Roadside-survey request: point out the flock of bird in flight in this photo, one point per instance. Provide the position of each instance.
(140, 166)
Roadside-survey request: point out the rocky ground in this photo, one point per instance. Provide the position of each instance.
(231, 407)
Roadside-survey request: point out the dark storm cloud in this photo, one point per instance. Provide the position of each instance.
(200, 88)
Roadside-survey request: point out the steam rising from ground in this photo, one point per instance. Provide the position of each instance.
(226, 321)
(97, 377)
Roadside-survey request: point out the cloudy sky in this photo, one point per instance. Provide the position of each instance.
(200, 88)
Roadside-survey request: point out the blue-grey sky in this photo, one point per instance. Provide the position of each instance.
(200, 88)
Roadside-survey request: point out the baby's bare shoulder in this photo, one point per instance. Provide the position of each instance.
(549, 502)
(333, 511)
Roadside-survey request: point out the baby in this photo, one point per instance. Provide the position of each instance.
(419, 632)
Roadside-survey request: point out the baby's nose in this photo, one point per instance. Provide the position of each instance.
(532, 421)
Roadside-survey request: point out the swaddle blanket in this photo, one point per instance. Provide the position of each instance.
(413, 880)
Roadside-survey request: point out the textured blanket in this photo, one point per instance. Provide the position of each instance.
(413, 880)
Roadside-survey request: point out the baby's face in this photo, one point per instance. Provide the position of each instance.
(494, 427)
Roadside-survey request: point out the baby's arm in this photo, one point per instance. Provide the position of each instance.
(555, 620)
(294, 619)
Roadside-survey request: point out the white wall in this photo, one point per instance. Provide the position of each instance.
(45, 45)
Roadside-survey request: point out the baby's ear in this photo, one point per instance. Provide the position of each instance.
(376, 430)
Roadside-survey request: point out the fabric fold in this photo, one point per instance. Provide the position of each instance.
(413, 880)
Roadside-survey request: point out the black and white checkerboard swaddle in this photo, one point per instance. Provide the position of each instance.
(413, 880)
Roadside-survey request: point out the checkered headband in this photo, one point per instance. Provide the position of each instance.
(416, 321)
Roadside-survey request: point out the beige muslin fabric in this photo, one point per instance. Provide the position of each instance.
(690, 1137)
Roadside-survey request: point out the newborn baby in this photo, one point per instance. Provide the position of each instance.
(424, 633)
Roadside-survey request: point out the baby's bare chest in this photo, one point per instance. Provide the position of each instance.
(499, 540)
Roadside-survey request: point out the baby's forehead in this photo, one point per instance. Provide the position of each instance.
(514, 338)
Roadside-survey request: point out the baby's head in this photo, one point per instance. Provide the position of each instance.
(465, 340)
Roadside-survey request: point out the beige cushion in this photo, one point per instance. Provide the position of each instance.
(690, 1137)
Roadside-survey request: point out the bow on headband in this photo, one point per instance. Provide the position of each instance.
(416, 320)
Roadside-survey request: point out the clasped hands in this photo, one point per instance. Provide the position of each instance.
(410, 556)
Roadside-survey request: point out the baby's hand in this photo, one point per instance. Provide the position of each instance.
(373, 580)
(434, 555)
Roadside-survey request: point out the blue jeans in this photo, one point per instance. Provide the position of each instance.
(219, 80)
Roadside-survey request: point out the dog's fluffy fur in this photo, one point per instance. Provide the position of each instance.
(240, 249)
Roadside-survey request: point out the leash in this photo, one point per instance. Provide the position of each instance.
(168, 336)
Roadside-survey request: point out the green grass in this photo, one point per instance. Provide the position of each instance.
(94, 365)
■ ■ ■ ■ ■
**What is needed**
Write out the line containing "Roadside-survey request: point out the leash" and every line after it through the end of the entries. Keep each one exactly as it is, and add nothing.

**Exercise solution**
Roadside-survey request: point out the leash in this photo, one point per instance. Provide the position of each instance.
(168, 336)
Roadside-survey request: point out the green grass in this photo, one point per instance. Provide the position of each instance.
(94, 365)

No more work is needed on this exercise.